▶ [Aim of the exercise]: The copy has to match the data exactly and leave out every picture.

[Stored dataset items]
[Start of section]

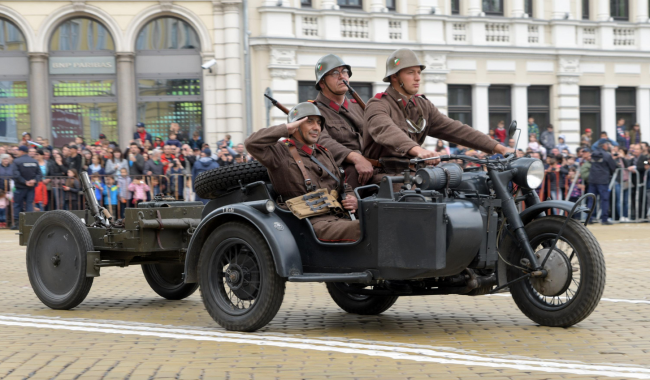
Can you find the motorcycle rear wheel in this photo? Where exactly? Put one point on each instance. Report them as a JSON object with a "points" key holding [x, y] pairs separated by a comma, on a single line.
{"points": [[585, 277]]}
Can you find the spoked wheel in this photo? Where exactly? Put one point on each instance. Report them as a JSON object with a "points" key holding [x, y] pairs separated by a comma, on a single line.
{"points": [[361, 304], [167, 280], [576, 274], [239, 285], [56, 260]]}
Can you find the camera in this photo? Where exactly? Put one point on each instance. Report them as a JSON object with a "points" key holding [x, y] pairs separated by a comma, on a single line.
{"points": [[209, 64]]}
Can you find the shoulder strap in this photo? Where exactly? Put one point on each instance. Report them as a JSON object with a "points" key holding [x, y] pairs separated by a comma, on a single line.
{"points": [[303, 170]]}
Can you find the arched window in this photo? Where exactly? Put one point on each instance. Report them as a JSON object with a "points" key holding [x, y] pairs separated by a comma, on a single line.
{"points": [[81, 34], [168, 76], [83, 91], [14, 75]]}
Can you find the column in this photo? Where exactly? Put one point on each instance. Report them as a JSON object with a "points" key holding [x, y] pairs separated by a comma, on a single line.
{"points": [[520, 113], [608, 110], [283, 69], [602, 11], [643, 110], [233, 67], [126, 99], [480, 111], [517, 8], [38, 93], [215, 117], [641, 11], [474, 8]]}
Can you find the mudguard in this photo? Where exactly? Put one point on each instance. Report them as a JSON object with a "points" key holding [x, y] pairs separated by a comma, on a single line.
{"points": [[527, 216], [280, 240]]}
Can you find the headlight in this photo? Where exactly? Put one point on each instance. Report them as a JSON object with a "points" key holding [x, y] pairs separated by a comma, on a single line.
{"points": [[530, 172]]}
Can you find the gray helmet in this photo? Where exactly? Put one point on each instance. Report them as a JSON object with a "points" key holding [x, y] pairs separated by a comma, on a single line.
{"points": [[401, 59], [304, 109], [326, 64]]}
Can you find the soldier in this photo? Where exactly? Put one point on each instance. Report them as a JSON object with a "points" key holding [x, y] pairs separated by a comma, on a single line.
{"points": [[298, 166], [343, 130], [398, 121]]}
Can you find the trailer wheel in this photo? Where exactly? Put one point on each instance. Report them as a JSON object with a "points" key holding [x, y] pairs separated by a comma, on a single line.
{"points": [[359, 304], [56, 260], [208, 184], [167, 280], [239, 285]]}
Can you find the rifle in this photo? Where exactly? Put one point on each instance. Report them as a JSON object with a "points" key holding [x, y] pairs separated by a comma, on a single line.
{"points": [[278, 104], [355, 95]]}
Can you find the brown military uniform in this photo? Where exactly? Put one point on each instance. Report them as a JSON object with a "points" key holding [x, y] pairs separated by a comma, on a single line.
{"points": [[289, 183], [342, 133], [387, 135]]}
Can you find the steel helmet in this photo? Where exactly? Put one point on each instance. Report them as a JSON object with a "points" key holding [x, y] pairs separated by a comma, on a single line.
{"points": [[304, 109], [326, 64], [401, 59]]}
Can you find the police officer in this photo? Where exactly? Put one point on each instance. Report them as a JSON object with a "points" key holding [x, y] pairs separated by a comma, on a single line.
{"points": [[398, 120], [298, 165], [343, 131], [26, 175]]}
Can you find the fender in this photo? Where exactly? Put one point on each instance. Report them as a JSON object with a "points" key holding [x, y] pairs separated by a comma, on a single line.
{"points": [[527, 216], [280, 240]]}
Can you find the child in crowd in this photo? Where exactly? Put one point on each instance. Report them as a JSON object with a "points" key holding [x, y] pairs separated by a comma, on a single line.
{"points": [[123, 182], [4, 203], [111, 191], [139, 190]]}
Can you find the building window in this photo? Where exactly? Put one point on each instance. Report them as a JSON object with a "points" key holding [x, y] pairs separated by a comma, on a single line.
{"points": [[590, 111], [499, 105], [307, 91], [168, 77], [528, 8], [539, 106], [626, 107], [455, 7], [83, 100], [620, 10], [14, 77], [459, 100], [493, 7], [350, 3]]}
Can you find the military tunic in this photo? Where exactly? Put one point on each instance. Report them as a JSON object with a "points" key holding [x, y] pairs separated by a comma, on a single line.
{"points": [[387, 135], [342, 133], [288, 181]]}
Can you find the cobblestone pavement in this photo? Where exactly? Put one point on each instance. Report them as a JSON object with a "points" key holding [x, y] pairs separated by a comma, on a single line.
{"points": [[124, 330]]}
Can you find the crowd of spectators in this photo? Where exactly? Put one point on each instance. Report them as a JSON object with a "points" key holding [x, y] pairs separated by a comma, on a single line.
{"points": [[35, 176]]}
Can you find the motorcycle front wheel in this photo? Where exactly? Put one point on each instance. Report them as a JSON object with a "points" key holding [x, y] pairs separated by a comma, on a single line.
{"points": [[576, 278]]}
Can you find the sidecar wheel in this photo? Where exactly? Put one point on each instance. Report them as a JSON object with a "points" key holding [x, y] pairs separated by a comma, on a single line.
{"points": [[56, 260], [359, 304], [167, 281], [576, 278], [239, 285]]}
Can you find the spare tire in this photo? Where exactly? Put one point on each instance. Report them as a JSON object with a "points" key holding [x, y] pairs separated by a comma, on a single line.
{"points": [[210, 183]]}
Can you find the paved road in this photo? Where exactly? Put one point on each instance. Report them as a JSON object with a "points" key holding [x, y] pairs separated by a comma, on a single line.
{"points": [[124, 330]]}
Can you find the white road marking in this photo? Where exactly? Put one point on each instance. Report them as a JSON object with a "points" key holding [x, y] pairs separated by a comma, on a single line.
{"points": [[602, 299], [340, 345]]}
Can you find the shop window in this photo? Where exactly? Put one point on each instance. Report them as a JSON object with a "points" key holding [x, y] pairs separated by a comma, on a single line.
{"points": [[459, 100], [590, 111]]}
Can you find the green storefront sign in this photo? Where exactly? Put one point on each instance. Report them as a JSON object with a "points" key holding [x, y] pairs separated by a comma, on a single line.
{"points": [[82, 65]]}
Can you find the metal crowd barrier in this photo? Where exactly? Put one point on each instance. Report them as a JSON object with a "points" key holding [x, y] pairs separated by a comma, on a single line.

[End of section]

▶ [Output of the exercise]:
Can you find the motorcycle rear wheel in this photo? Where exactly? Put one point on each instance. Report them as a JSON object with a "points" key holding [x, y] pairs separated by a comma, on a single line.
{"points": [[585, 277]]}
Can you find the spoked wheel in this photo? Where exactly? Put one point on each instance. Report them as a JSON object with a "points" key holding [x, y] pairs separated by a comma, on a single line.
{"points": [[361, 304], [167, 280], [576, 274], [239, 285], [56, 260]]}
Can you find the camera in this photo? Where exactly? Put one point on each instance. Report them as a JSON object with a "points" key holding [x, y] pairs separated by a comma, on a single line.
{"points": [[209, 64]]}
Can you find the shoulder strap in this photo? Where exactly? Put one point on each instance. Report them as a JSON object with a "points" key holding [x, y] pairs separated by a comma, on a single line.
{"points": [[303, 170]]}
Can you find the arched window in this photo? Where exactly? Put one point on each instance. Report them as a JSON object with a "points" key holding [x, y] pairs separated by a comma, on a single line.
{"points": [[81, 34], [168, 76], [83, 91], [14, 75]]}
Can you find the column in this photo? Where exactly? Put one point on each instance. Report them as a JSON object with a "points" key holding [x, y] pairs separated by a comma, on a single line.
{"points": [[520, 113], [608, 110], [283, 69], [602, 11], [643, 110], [233, 67], [126, 99], [480, 111], [517, 8], [38, 93], [215, 117], [641, 11], [474, 8]]}
Can you find the mudguard in this photo? Where exactly? Put one point on each instance. Report them as a JSON object with a "points" key holding [x, y] pairs separated by a comma, on a single line.
{"points": [[527, 216], [280, 240]]}
Can you find the headlight in this photo? Where exactly? Put one point on each instance. Report them as a JSON object with a "points" key holding [x, y] pairs separated by a comma, on a single line.
{"points": [[530, 172]]}
Can you find the gray helmet in this photo? Where exactly? Put one point on each instance. Report them as a JSON object with a "points" key holding [x, y] pairs separated by a comma, on a single line.
{"points": [[401, 59], [304, 109], [326, 64]]}
Can you find the soldier in this photo? Where exactly? Put one point on each instance. Report them as a JSON object with a "points" key holding [x, y] pairs separated by a comma, on a single line.
{"points": [[298, 166], [343, 130], [398, 121]]}
Can you find the trailer wheel in this photo? Where exactly? Put one point on each instance. Report them as a JSON object with a "points" key holding [x, y] pairs separated by a comma, on a single line.
{"points": [[359, 304], [56, 260], [208, 184], [167, 280], [239, 285]]}
Can you find the rifle in this photo? Where exactly? Put one point on each instance. Report them as a JSON object with a "points" key holding [x, y] pairs separated by a comma, on a single line.
{"points": [[278, 104], [355, 95]]}
Can you find the brown military uniform in this photo? Where exactly? Put one point on each instance. Report them as a JSON object with a "points" key holding [x, y] pairs separated by a comma, on a single line.
{"points": [[289, 183], [342, 133], [387, 135]]}
Can you find the steel helmet in this photo? Where exactly? Put one point on each instance. Report them as a JSON object with a "points" key holding [x, y] pairs separated by a comma, on a single line.
{"points": [[304, 109], [326, 64], [401, 59]]}
Can you find the police officer in this photo? Where exactly? Put one point on each instance. Report them as a JSON object with a "points" key holding [x, y] pairs separated by a comma, on a single line.
{"points": [[398, 120], [298, 165], [343, 131], [26, 175]]}
Can you find the fender in this photo? Where exactly? Put one point on each instance. Report them as a JSON object with a "points" key holding [x, y] pairs separated by a comma, on a single line.
{"points": [[527, 216], [280, 240]]}
Can you find the child in crowd in this photo? Where exactly? Put one point on each instance. Report them as a JSON object with a "points" key holding [x, y] pairs separated by a comma, on a single line.
{"points": [[123, 182], [4, 203], [111, 191], [139, 190]]}
Can you find the building window in this photo? Where exactly? Put one point on each instance. Report them as a JSON object with a "points" key holding [x, y] pairs separated by a comma, on a single line.
{"points": [[590, 111], [499, 105], [307, 91], [168, 77], [528, 8], [539, 106], [626, 107], [455, 7], [83, 100], [620, 10], [14, 77], [459, 100], [493, 7], [350, 3]]}
Can you find the military tunic in this photo? Where exactly? Put one point on each instance. Report them as a JSON object with a "points" key holding [x, y] pairs separated by a comma, on a single line.
{"points": [[387, 135], [342, 133], [288, 181]]}
Can you find the cobblestone pavement in this photo? Where exactly? Put one point on each instance. Report them as a JSON object with a "points" key holding [x, y] pairs separated by a comma, on a single line.
{"points": [[124, 330]]}
Can you find the crowd of spectators in this photo? Where exactly? Put one point on each instance. Report them as a JSON object with a "points" key holding [x, y] pairs separated by a comma, on a single line.
{"points": [[35, 176]]}
Can you find the motorcycle front wheel in this photo? Where exactly? Put one point on each instance. Report them as a JSON object with a "points" key holding [x, y] pairs separated by a comma, on a single line.
{"points": [[576, 278]]}
Can you find the sidecar wheel in this photo? Where exactly? Put one point on each instance. Report them as a JSON object with a "points" key holding [x, y] pairs separated by a comma, on a single line.
{"points": [[56, 260], [359, 304], [167, 281], [576, 278], [239, 285]]}
Can you find the spare tire in this photo? Where exactly? Put one point on each instance. Report them as a JSON object with a "points" key holding [x, y] pairs separated by a comma, on a single line.
{"points": [[210, 183]]}
Can you find the paved road in this photo? Where exactly? Put one point on each instance. Report them as a JSON object with a "points" key holding [x, y] pairs separated by a comma, on a single line.
{"points": [[124, 330]]}
Can you find the white road marking in this photo? Where exactly? Put one point on each instance. Report them as a JSON object with a "points" key holding [x, y] pairs separated by a comma, on a single line.
{"points": [[602, 299], [340, 345]]}
Can you find the shop window in this photo? Where exactly? Put one point on each instance. Report them as a JSON object with a "points" key holding [x, y] pairs separated by a comma, on a single line.
{"points": [[459, 100], [590, 111]]}
Can you find the green storefront sign in this photo? Where exactly? Put one point on each instance. Report them as a JSON object with a "points" key holding [x, y] pairs separated by a comma, on a single line.
{"points": [[82, 65]]}
Can you find the metal crowd barrier in this photo? Where exactly? Put one point on each instance. Report them as a JSON object with a "points" key holding [x, y] pairs separated by a comma, on a single line.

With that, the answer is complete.